- _Provided information_

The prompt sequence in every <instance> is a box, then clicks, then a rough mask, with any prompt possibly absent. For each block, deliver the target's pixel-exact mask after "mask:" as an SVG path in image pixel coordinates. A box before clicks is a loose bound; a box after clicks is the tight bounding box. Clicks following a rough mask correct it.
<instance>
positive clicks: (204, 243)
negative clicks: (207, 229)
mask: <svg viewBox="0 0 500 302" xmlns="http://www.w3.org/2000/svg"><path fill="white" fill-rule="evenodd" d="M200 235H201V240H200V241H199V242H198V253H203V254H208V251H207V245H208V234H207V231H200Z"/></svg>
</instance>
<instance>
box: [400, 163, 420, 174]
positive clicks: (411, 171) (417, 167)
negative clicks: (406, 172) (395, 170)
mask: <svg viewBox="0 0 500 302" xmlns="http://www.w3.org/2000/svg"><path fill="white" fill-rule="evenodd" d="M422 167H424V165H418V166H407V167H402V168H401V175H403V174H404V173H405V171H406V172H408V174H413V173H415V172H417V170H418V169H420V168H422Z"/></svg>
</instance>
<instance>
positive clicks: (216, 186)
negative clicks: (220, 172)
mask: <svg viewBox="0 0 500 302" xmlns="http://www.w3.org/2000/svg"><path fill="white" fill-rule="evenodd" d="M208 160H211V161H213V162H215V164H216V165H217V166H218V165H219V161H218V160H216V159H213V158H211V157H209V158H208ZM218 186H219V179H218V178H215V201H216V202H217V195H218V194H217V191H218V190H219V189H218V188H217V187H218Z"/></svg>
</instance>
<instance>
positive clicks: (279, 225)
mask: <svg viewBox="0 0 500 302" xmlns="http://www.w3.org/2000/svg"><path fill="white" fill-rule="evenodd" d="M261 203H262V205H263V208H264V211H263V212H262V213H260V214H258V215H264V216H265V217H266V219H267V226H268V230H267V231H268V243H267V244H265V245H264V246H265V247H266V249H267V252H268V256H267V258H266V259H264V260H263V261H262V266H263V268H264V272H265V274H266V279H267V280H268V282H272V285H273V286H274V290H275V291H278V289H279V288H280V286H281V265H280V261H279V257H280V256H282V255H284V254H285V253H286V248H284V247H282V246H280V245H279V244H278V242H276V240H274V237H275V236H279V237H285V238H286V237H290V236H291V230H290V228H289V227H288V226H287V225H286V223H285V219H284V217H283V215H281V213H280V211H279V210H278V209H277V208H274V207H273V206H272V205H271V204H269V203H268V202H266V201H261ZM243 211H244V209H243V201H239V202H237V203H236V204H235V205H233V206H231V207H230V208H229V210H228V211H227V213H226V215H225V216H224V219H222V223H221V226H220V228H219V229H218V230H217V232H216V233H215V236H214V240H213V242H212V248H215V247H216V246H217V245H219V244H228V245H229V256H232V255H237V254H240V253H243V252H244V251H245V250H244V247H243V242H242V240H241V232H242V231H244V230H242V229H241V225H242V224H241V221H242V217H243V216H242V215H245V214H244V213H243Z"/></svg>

- _Problem description_
Your response should consist of the full listing, repeated exactly.

- _Exercise answer_
The prompt sequence in every <instance> is a box, then clicks, then a rough mask, with any prompt possibly absent. For each block, deliver the target's pixel-exact mask after "mask:" as an SVG path in image pixel coordinates. A box before clicks is a loose bound; a box after clicks is the tight bounding box. Clicks following a rough mask correct it.
<instance>
positive clicks: (204, 243)
negative clicks: (207, 229)
mask: <svg viewBox="0 0 500 302" xmlns="http://www.w3.org/2000/svg"><path fill="white" fill-rule="evenodd" d="M200 235H201V240H200V241H199V242H198V253H203V254H208V251H207V245H208V234H207V231H200Z"/></svg>
</instance>
<instance>
box: [400, 163, 420, 174]
positive clicks: (411, 171) (417, 167)
negative clicks: (406, 172) (395, 170)
mask: <svg viewBox="0 0 500 302" xmlns="http://www.w3.org/2000/svg"><path fill="white" fill-rule="evenodd" d="M422 167H424V165H418V166H407V167H402V168H401V175H403V174H404V173H405V171H406V172H408V174H413V173H415V172H417V170H418V169H420V168H422Z"/></svg>
</instance>
<instance>
positive clicks: (216, 186)
negative clicks: (220, 172)
mask: <svg viewBox="0 0 500 302" xmlns="http://www.w3.org/2000/svg"><path fill="white" fill-rule="evenodd" d="M208 160H211V161H213V162H215V164H216V165H217V166H218V165H219V161H218V160H216V159H213V158H211V157H209V158H208ZM218 186H219V179H218V178H215V201H216V202H217V195H218V194H217V191H218V190H219V189H218V188H217V187H218Z"/></svg>
</instance>
<instance>
positive clicks: (279, 225)
mask: <svg viewBox="0 0 500 302" xmlns="http://www.w3.org/2000/svg"><path fill="white" fill-rule="evenodd" d="M261 203H262V205H263V208H264V211H263V212H262V213H260V214H258V215H264V216H265V217H266V219H267V226H268V230H267V231H268V243H267V244H265V245H264V246H265V247H266V249H267V252H268V256H267V258H266V259H264V260H263V261H262V266H263V268H264V272H265V274H266V279H267V280H268V282H272V285H273V286H274V290H275V291H278V289H279V288H280V286H281V265H280V261H279V257H280V256H282V255H284V254H285V253H286V248H284V247H282V246H280V245H279V244H278V242H276V240H274V237H275V236H279V237H285V238H286V237H290V236H291V230H290V228H289V227H288V226H287V225H286V223H285V219H284V217H283V215H281V213H280V211H279V210H278V209H277V208H274V207H273V206H272V205H271V204H269V203H268V202H266V201H261ZM243 211H244V209H243V201H239V202H237V203H236V204H235V205H233V206H231V207H230V208H229V210H228V211H227V213H226V215H225V216H224V219H222V223H221V226H220V228H219V229H218V230H217V232H216V233H215V236H214V240H213V242H212V248H215V247H216V246H217V245H219V244H228V245H229V256H232V255H237V254H240V253H243V252H244V251H245V250H244V247H243V242H242V240H241V232H242V231H244V230H242V229H241V225H242V224H241V221H242V217H243V216H242V215H245V214H244V213H243Z"/></svg>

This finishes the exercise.